September 29, 2011

State of Alabama
Press Release: Mental Health, Department of

Grant Underscores Importance of Bryce Hospital Cemetery Preservation

MONTGOMERY – Since 1861, Bryce Hospital in Tuscaloosa has served Alabama citizens with mental illnesses. The hospital design became an architectural model for other psychiatric hospitals across the nation into the early part of the 20th century. For 150 years, patients have come to Bryce, and most returned home after a period of respite and treatment. Others spent the remaining years of their lives there and at death, were either sent home for burial or interred in one of the four Bryce cemeteries.

In 2008, the Alabama Department of Mental Health established the Bryce Hospital Historical Preservation Committee. Much of the committee’s work has focused on the preservation of the Bryce cemeteries. Commissioner Zelia Baugh recognizes the committee’s importance and steadfastly supports its work. These preservation efforts received a boost recently through a grant from the Alabama Historical Commission. The commission voted on September 21, 2011, to support preservation through a grant of $15,880. Specifically, the grant will enable ADMH to conduct an intensive survey and mapping project of several hundred marked and unmarked. ADMH will work with the University of Alabama’s Office of Archaeological Research to conduct the Old Bryce Cemetery survey and mapping project. The survey will include photographic documentation of identified gravesites, historical research on individual graves, the use of ground penetrating radar identification and 3D mapping of the cemetery, preparation of a computer inventory of all identified gravesites, and the development of a plan for marking and maintaining currently unmarked graves, and the cemetery as a whole.

__Extracted entries__.
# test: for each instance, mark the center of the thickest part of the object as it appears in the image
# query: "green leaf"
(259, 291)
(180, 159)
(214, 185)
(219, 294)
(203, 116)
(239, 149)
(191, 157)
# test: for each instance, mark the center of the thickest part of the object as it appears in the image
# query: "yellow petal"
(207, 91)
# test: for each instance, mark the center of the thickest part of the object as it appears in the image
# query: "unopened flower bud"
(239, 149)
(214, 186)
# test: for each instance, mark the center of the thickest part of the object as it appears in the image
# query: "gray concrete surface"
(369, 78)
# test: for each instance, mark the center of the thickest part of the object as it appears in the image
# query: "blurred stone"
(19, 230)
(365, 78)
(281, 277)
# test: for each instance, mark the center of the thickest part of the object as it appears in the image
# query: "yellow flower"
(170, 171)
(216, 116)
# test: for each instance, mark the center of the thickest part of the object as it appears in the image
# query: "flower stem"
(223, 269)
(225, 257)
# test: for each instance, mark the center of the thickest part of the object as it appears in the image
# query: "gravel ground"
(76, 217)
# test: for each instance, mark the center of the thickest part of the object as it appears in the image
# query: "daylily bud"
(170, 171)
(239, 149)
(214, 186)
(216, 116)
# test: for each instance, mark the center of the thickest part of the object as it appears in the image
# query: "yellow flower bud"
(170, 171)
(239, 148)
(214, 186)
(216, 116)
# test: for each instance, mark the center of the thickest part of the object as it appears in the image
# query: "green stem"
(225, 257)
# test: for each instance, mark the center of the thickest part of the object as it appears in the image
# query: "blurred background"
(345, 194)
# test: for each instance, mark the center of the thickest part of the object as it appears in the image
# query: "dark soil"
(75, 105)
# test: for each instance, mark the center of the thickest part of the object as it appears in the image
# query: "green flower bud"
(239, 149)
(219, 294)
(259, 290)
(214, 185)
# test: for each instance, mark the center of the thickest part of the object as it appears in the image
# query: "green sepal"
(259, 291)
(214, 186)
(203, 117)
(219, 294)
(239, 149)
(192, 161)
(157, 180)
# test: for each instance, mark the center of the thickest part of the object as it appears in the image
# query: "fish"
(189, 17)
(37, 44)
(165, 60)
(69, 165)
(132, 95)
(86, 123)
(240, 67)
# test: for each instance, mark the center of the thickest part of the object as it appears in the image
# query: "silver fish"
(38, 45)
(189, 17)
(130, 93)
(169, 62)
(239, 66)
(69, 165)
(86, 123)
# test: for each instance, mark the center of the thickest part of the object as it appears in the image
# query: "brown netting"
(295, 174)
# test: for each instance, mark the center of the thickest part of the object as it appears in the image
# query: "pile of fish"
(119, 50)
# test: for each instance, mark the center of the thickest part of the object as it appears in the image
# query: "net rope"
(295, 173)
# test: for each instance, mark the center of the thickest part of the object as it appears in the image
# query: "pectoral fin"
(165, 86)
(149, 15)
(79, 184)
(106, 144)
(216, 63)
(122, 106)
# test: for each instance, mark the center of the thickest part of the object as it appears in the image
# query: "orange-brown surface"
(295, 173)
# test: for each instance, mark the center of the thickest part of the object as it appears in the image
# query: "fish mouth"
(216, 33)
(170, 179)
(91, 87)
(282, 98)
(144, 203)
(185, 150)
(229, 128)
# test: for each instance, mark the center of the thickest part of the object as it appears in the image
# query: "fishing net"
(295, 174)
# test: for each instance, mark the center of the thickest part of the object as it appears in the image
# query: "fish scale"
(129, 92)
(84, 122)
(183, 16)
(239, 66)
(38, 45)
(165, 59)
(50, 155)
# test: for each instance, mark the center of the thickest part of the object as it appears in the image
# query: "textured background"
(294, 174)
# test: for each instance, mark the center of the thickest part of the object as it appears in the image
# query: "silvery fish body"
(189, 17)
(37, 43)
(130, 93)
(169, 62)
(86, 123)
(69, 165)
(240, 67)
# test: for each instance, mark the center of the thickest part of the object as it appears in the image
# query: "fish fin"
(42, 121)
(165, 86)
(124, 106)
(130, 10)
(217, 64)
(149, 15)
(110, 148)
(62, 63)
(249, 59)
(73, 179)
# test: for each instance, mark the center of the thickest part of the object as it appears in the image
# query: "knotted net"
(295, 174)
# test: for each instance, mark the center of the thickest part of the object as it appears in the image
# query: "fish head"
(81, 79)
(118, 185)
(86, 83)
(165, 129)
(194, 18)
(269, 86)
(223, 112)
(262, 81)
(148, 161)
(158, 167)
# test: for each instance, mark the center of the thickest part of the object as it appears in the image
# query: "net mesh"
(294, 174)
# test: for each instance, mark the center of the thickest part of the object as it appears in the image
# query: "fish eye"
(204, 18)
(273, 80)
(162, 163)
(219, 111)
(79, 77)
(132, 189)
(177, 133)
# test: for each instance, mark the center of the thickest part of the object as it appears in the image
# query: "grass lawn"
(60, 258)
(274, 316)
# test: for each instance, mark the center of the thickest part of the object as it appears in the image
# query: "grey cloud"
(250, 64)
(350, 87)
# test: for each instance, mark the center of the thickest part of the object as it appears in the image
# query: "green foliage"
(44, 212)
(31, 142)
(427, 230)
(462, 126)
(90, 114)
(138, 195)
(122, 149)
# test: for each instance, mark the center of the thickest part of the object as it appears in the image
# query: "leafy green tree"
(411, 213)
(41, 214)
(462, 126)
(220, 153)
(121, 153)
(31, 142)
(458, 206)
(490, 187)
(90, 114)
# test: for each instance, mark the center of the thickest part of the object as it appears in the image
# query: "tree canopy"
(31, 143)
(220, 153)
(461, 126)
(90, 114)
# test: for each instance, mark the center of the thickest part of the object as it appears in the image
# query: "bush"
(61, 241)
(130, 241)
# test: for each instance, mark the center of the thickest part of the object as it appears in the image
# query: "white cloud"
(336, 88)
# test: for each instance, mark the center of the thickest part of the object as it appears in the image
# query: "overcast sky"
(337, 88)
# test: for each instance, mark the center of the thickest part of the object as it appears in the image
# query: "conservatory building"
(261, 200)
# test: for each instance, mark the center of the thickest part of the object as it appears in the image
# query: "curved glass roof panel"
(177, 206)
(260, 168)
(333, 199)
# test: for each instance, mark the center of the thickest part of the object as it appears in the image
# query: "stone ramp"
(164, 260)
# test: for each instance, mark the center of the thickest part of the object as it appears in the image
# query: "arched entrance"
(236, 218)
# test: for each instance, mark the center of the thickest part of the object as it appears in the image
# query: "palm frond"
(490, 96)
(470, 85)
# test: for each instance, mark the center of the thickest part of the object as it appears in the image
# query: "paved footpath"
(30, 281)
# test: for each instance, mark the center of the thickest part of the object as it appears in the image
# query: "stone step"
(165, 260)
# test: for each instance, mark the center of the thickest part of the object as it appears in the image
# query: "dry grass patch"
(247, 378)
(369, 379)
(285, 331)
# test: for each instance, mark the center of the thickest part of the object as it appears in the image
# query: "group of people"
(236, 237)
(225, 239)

__Tasks to carry out__.
[A] Decide whether each statement agrees with the press release on the Bryce Hospital cemeteries: (i) The Bryce Hospital Historical Preservation Committee was established in 2008; (ii) The grant came from the University of Alabama; (iii) Bryce Hospital opened in 1861. Answer yes or no for each, quoting the deciding words of the press release.
[B] Reproduce the part of the press release between "MONTGOMERY – Since" and "four Bryce cemeteries.", inclusive.
The rows have nothing to do with the press release.

__Responses to the tasks__.
[A]
(i) Yes: "In 2008, the Alabama Department of Mental Health established the Bryce Hospital Historical Preservation Committee."
(ii) No: "a grant from the Alabama Historical Commission."
(iii) Yes: "Since 1861, Bryce Hospital in Tuscaloosa has served Alabama citizens with mental illnesses."

[B]
MONTGOMERY – Since 1861, Bryce Hospital in Tuscaloosa has served Alabama citizens with mental illnesses. The hospital design became an architectural model for other psychiatric hospitals across the nation into the early part of the 20th century. For 150 years, patients have come to Bryce, and most returned home after a period of respite and treatment. Others spent the remaining years of their lives there and at death, were either sent home for burial or interred in one of the four Bryce cemeteries.